## AIM:
Can you copy, word for word, only the lines of the material below between the line holding "Which pixel sits on the bell" and the line holding "Which pixel sits on the sponsor", inclusive?

** Begin **

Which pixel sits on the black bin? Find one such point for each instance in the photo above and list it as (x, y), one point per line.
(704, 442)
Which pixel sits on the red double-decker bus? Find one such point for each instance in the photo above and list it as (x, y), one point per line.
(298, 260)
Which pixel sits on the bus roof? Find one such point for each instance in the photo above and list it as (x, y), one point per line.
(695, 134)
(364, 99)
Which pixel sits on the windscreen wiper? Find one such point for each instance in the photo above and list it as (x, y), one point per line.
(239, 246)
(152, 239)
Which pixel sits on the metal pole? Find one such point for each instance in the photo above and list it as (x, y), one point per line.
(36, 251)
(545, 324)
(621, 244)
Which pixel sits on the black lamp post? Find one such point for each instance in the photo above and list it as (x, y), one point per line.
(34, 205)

** End **
** Begin **

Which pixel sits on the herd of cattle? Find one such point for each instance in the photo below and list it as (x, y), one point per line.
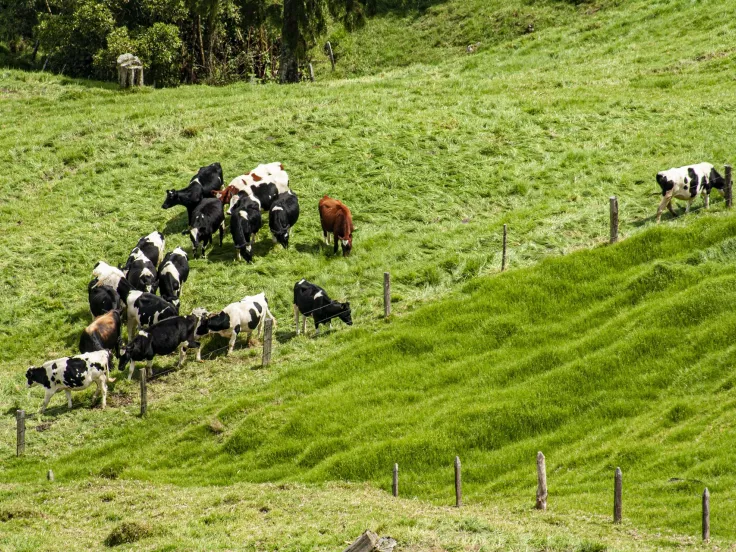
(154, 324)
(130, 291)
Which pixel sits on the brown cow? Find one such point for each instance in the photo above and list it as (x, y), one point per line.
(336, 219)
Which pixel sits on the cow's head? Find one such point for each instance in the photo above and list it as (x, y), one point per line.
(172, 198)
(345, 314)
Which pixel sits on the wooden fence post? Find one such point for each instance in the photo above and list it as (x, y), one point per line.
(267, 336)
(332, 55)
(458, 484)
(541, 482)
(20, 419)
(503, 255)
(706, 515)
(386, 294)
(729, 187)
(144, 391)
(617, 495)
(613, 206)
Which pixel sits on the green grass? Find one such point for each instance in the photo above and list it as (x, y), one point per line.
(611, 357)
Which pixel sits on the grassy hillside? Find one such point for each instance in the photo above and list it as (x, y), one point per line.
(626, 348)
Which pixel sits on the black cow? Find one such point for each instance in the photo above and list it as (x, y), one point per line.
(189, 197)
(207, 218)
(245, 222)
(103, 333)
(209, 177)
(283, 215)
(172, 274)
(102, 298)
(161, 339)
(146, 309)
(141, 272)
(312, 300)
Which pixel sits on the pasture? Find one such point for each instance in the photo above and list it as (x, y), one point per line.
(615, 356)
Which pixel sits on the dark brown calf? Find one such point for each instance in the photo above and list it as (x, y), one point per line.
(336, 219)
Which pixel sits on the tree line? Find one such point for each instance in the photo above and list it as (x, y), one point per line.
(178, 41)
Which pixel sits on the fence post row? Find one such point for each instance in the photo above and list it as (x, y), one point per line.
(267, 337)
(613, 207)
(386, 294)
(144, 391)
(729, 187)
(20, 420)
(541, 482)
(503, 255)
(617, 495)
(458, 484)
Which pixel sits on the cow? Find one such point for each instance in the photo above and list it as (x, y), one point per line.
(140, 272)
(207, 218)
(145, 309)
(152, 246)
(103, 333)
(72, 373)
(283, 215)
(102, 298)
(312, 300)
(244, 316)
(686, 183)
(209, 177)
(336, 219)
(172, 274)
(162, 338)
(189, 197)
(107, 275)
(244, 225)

** End **
** Begin **

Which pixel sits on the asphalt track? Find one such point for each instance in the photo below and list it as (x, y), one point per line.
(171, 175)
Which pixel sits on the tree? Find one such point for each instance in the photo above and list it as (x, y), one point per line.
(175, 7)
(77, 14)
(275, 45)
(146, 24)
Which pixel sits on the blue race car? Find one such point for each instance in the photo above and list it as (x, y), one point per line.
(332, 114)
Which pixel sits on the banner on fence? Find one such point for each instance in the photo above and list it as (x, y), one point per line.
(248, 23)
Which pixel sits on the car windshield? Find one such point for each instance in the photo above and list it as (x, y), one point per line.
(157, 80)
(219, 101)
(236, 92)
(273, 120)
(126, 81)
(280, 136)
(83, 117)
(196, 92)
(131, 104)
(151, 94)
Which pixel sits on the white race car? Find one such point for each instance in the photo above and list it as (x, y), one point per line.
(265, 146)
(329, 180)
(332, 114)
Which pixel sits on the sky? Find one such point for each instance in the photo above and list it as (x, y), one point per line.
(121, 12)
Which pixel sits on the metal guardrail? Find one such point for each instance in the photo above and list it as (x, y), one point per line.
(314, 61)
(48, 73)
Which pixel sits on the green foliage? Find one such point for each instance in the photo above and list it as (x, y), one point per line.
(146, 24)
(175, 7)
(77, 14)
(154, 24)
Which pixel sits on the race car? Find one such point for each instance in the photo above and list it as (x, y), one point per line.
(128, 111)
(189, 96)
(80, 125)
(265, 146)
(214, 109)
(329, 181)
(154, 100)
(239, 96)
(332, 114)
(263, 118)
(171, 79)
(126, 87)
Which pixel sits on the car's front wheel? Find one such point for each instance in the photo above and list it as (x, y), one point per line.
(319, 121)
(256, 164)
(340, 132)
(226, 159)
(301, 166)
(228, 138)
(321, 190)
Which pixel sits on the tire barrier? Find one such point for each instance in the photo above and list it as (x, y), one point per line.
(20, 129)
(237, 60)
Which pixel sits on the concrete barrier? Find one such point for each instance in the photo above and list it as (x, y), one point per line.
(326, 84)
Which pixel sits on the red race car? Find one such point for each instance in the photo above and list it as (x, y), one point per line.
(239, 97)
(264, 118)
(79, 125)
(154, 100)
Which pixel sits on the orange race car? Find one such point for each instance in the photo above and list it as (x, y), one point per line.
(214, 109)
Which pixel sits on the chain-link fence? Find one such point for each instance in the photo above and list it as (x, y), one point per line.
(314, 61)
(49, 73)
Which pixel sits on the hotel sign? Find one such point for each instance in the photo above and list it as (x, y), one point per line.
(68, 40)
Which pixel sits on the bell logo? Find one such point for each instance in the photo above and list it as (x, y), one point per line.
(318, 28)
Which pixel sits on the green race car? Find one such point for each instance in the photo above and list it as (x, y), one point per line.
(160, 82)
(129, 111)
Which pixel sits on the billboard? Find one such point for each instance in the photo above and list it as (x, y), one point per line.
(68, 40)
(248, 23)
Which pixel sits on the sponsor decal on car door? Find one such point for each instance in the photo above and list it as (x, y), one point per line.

** End **

## RESPONSE:
Which pixel sits on the bell logo? Find one such point for each instance in the photo above and list it as (x, y), one point per line.
(318, 28)
Which pixel sits on the green race car? Find one such point for each instance in the photo above and list it as (x, y), one point per line.
(160, 82)
(129, 111)
Which pixel sits on the billboard? Find one such point for each instance in the photo above and list it as (x, y), one point per line.
(68, 40)
(248, 23)
Which pixel sits on the sponsor decal on car door? Find one such point for each instance in the photo above and list it as (x, y), one point per line.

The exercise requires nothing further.